Written instruction:
Write out all the data again, exactly as it stands.
•••••
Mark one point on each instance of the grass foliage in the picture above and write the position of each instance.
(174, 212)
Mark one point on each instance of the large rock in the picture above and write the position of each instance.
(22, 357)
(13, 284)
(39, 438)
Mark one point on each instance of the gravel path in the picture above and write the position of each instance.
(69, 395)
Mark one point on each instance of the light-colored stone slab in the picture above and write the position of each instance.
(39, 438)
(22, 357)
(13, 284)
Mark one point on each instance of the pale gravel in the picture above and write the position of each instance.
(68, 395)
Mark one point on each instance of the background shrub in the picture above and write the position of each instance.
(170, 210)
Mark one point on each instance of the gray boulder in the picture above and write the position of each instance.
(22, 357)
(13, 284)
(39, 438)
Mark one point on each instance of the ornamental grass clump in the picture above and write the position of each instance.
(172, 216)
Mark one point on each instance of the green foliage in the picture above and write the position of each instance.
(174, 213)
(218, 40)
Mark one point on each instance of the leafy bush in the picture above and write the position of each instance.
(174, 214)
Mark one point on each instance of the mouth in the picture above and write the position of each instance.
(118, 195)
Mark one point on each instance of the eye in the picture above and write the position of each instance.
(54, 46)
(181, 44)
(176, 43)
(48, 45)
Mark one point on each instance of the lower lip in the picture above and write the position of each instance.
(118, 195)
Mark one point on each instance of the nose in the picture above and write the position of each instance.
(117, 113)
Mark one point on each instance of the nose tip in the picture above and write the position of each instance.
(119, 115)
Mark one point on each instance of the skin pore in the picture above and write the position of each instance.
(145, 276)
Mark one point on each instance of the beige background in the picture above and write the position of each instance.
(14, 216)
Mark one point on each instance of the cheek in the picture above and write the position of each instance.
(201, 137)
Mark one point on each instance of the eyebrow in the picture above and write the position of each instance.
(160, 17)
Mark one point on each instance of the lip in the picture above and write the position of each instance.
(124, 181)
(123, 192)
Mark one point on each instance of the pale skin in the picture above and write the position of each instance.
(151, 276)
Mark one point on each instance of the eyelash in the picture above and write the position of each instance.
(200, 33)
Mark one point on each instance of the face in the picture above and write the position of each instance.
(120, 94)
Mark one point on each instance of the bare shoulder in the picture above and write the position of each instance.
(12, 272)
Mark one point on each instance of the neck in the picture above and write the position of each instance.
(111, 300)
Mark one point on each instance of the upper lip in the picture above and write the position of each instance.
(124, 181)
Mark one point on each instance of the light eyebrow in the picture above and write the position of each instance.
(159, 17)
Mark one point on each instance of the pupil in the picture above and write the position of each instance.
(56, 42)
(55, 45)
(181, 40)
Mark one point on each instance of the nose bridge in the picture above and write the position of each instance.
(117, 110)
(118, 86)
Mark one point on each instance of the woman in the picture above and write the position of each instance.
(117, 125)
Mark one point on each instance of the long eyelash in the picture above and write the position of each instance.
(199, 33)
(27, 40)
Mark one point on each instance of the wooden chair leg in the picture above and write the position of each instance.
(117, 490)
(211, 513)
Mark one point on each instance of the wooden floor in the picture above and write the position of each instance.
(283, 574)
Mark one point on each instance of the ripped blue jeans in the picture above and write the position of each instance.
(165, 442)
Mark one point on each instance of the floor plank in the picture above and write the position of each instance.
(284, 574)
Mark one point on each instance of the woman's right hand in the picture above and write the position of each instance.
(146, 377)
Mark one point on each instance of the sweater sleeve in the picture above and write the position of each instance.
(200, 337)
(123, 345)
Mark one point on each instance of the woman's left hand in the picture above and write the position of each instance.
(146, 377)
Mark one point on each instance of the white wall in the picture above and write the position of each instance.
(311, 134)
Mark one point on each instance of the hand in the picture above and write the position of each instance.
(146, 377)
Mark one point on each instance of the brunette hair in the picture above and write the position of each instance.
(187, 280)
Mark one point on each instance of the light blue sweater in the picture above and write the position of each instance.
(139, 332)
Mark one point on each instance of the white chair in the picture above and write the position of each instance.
•••••
Finished exercise:
Mark one point on each instance of the grass foliage in the picture above and write the position of each instance.
(174, 212)
Mark one point on each instance of the large rock in the picture above and write the position of each instance.
(22, 357)
(13, 284)
(39, 438)
Mark one point on each instance of the gravel path in the picture above and write the position of each instance.
(69, 395)
Mark one point on each instance of the light-colored stone slab in the picture above and write the position of each instance.
(39, 438)
(22, 357)
(13, 284)
Mark one point on each instance of the pale gravel in the picture above and write the position of each instance.
(68, 395)
Mark one point on each instance of the background shrub in the picture above and write the position of each instance.
(170, 210)
Mark one point on each instance of the gray boulder in the picture above and write the position of each instance.
(22, 357)
(13, 284)
(39, 438)
Mark one point on each instance of the ornamental grass clump in the picture above and write the position of each instance.
(172, 216)
Mark one point on each instance of the green foliage in the picture above and write the position of each instance.
(174, 213)
(218, 40)
Mark one point on each instance of the leafy bush in the picture above and write the position of each instance.
(174, 214)
Mark one point on each instance of the mouth in the picture above and write the position of each instance.
(118, 195)
Mark one point on each instance of the eye in the picture above and write the position of each instance.
(54, 46)
(181, 44)
(176, 43)
(48, 45)
Mark one point on each instance of the lower lip in the picture above and write the position of each instance.
(118, 195)
Mark one point on each instance of the nose in the picture above and write the position of each instance.
(117, 113)
Mark one point on each instance of the nose tip in the picture above and write the position of each instance.
(119, 115)
Mark one point on each instance of the skin pore in the picture above and write the position of each instance.
(145, 276)
Mark one point on each instance of the beige background in the picture above and write the position of each instance.
(14, 216)
Mark one point on each instance of the cheek in the picture above and write the position of each instance.
(201, 137)
Mark one point on each instance of the eyebrow in the picture above and write the position of each instance.
(160, 17)
Mark one point on each instance of the lip in the picture above and write the position of each instance.
(124, 181)
(123, 192)
Mark one point on each instance of the pale skin in the picture above and write the position of each instance.
(151, 276)
Mark one point on each instance of the eyelash in the picture above and write the position of each instance.
(200, 33)
Mark one point on each instance of the face in the picture above and write the position of each instance.
(120, 94)
Mark one point on each instance of the bare shoulder in the picture above and write the position of each instance.
(12, 272)
Mark one point on each instance of the neck in the picture above and write the position of each instance.
(111, 300)
Mark one point on each instance of the upper lip in the picture above and write the position of each instance.
(124, 181)
Mark one point on each instance of the light eyebrow in the picture above and write the position of each instance.
(159, 17)
Mark one point on each instance of the pupil in the picture above and write the position of each instance.
(56, 42)
(55, 45)
(181, 40)
Mark one point on each instance of the nose bridge in the picture above and write the position of each instance.
(117, 110)
(118, 86)
Mark one point on each instance of the woman in the picture above and write the position of each instance.
(117, 125)
Mark one point on each instance of the long eyelash in the picture above and write the position of each instance.
(199, 33)
(27, 40)
Mark one point on each instance of the wooden chair leg in the picture above and write the position of each instance.
(117, 490)
(211, 513)
Mark one point on each instance of the wooden floor in the picture above and write the position of each instance.
(283, 574)
Mark one point on each instance of the ripped blue jeans in the picture above and write the position of each instance.
(165, 442)
Mark one point on each instance of the floor plank in the picture above and write the position of each instance.
(284, 574)
Mark one point on each instance of the woman's right hand in the picture above and write the position of each instance.
(146, 377)
Mark one point on each instance of the sweater sleeve in the picture above and write the position of each instance.
(200, 337)
(123, 345)
Mark one point on each instance of the woman's left hand in the picture above and write the position of each instance.
(146, 377)
Mark one point on each instance of the white wall in the picture above and write the position of each instance.
(311, 134)
Mark one point on each instance of the hand in the picture above and write the position of each instance.
(146, 377)
Mark one point on each instance of the brunette hair in the picture above and write the position of each instance.
(187, 280)
Mark one point on each instance of the light blue sweater in the picture above and write the position of each instance.
(139, 332)
Mark one point on each instance of the white chair in the picture above and write the position of each instance.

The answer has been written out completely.